## CONSIGNES
1. Recopiez, dans le texte sur la colonisation française de l’Algérie, le passage allant de « En revanche, la » jusqu’à « à la Prusse. » inclus.
2. Prolongez le texte sur la colonisation française de l’Algérie à partir de sa dernière phrase.

Dans l’histoire de la colonisation française de l’Algérie, l’une des stratégies les plus constantes — et les plus pernicieuses — fut celle du « diviser pour régner ». Dès les premières années de la conquête, les autorités françaises comprirent qu’au-delà de la violence militaire, leur domination passerait par l’exploitation des lignes de fracture internes à la société algérienne : différences régionales, linguistiques, religieuses ou sociales furent ainsi montées en épingle, exagérées, voire fabriquées de toutes pièces. Parmi les divisions les plus emblématiques : celle entre les partisans de l’Émir Abdelkader et ceux de la révolte de Cheikh Mokrani en 1871.
Cet article propose une lecture élargie de ces clivages, non comme des réalités naturelles, mais comme des constructions coloniales, pensées et utilisées pour neutraliser la résistance, fragmenter la société, et légitimer une occupation de longue durée. Il s’agira également de montrer comment ces divisions ont laissé des traces dans la mémoire nationale contemporaine.
Deux résistances, deux régions, deux lectures historiques
L’Émir Abdelkader (1808–1883), fondateur d’un État algérien dans l’Ouest entre 1832 et 1847, reste une figure centrale de la résistance organisée contre la colonisation. Inspiré par le soufisme, stratège militaire et homme d’État, il mena une lutte farouche contre l’armée française avant de se rendre pour éviter des massacres supplémentaires. Sa stature religieuse et intellectuelle lui valut l’admiration d’ennemis et d’alliés, et il conserva un grand prestige même après son exil à Damas.
En revanche, la révolte de 1871 menée par Cheikh El Mokrani et Cheikh El Haddad (chef de la Rahmaniyya), fut une insurrection massive et populaire qui mobilisa plus d’un tiers de la population, principalement en Kabylie orientale. Brutalement réprimée, elle entraîna la déportation, l’expropriation et la marginalisation de nombreuses tribus kabyles. Contrairement à Abdelkader, Mokrani n’aspirait pas à fonder un État structuré, mais répondait à l’injustice coloniale et à la provocation d’une administration arrogante, notamment après la défaite française de 1870 face à la Prusse.

## EXTRAIT DES DONNÉES

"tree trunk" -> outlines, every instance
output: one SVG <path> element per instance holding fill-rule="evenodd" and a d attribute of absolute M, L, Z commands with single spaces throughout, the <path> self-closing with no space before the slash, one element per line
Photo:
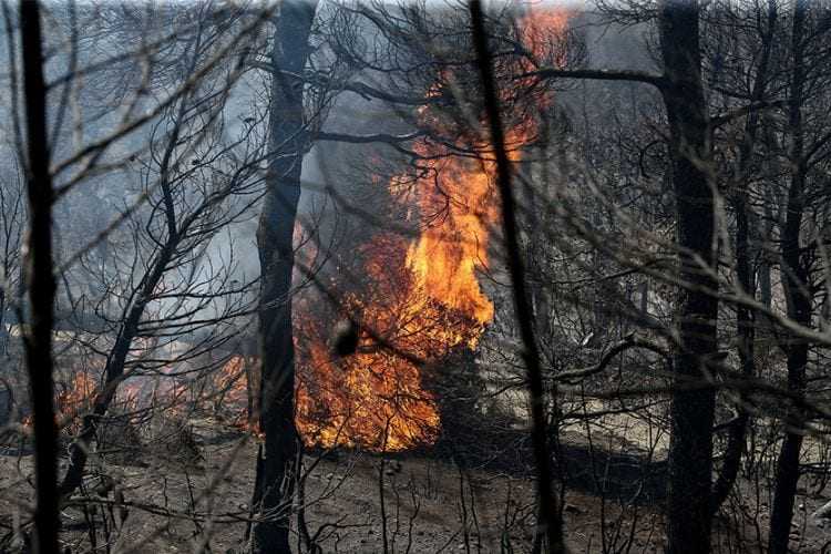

## RÉPONSES PROPOSÉES
1.
En revanche, la révolte de 1871 menée par Cheikh El Mokrani et Cheikh El Haddad (chef de la Rahmaniyya), fut une insurrection massive et populaire qui mobilisa plus d’un tiers de la population, principalement en Kabylie orientale. Brutalement réprimée, elle entraîna la déportation, l’expropriation et la marginalisation de nombreuses tribus kabyles. Contrairement à Abdelkader, Mokrani n’aspirait pas à fonder un État structuré, mais répondait à l’injustice coloniale et à la provocation d’une administration arrogante, notamment après la défaite française de 1870 face à la Prusse.

2.
📌 Contexte politique : Adolphe Crémieux et les prémices de la révolte
Cette défaite militaire précipita la chute du Second Empire et l’avènement d’un nouveau pouvoir républicain, plus radical, connu sous le nom de Gouvernement de la Défense nationale. Parmi ses membres figuraient plusieurs figures influentes, dont Adolphe Crémieux, ministre de la Justice. Crémieux, juriste et militant pour l’émancipation des juifs, signa le décret Crémieux le 24 octobre 1870, qui accordait la citoyenneté française pleine et entière à tous les juifs d’Algérie.
Si ce décret marquait une avancée pour une minorité, il fut vécu par les élites musulmanes locales comme une injustice profonde : les musulmans restaient exclus de la citoyenneté et soumis au Code de l’indigénat. Dans un contexte où les chefs traditionnels voyaient leur autorité minée, leurs soldes supprimées, et leurs privilèges administratifs effacés, ce geste fut perçu comme un signal clair d’exclusion et de déclassement.
Quoique Adolphe Crémieux n’était pas sioniste — ce mouvement politique structuré ne se formalise qu’après sa mort — mais il fut le fondateur de l’Alliance Israélite Universelle (AIU) en 1860, une organisation créée pour promouvoir l’émancipation des juifs à travers l’éducation et leur intégration dans les sociétés nationales. Bien que l’AIU se réclamât de l’assimilation républicaine, elle jouera ultérieurement un rôle dans la diffusion culturelle du judaïsme occidental et servira de tremplin à certains courants sionistes au Levant et au Maroc.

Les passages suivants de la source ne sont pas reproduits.